Could you set out all of the data below as a numbered list, dropping the blank lines and leaving the pictures out?

((

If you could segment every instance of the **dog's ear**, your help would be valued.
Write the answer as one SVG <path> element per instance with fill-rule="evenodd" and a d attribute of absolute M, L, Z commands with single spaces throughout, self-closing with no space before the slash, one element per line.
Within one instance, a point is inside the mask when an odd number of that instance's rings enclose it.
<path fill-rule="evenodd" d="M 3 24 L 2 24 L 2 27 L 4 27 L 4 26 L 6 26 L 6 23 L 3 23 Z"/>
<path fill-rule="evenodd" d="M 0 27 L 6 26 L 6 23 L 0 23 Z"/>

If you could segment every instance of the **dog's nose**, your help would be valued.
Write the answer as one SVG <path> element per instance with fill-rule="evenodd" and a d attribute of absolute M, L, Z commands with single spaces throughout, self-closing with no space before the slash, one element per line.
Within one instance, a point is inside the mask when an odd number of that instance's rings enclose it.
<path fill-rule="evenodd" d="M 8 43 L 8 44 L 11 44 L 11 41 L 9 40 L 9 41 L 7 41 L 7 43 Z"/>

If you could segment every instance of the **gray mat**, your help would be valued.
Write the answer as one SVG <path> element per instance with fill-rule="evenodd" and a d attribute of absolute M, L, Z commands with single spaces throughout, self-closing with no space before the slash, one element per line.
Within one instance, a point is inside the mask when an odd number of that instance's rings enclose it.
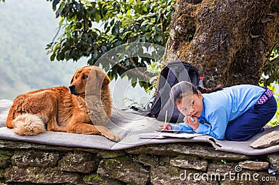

))

--- Task solution ---
1. If you could segment every instance of the **dog's ear**, your help would be valued.
2. Write the answer as one SVG <path> element per instance with fill-rule="evenodd" and a d attribute of absolute M, L, Z commands with single spaces throughout, self-closing with no space before the slash, one element per line.
3. Within one instance, a point is inside the mask when an odd number of that instance's rings enclose it.
4. <path fill-rule="evenodd" d="M 3 24 L 2 24 L 2 27 L 4 27 L 4 26 L 6 26 L 6 23 L 3 23 Z"/>
5. <path fill-rule="evenodd" d="M 0 27 L 6 26 L 6 23 L 0 23 Z"/>
6. If you could segment every instance of the **dog's nose**, your help would be valued.
7. Write the answer as one SVG <path> element per instance with fill-rule="evenodd" and a d attribute of absolute M, L, Z commands with single spaces throughout, self-closing with no space before the slash, one element per line.
8. Within one instance, a point is inside the mask when an odd number of that instance's rings enclose it.
9. <path fill-rule="evenodd" d="M 8 43 L 8 44 L 11 44 L 11 41 L 9 40 L 9 41 L 7 41 L 7 43 Z"/>
10. If you could segment every instance of the **gray mat**, your help would be valued.
11. Write the answer as one SVG <path> element per instance with fill-rule="evenodd" and a d attribute of absolute M, L, Z commands with single spaces throughout, self-closing with no space before the slash, one element per line.
12. Within one instance, a point is inside the mask when an odd number of that instance's rings enclose it.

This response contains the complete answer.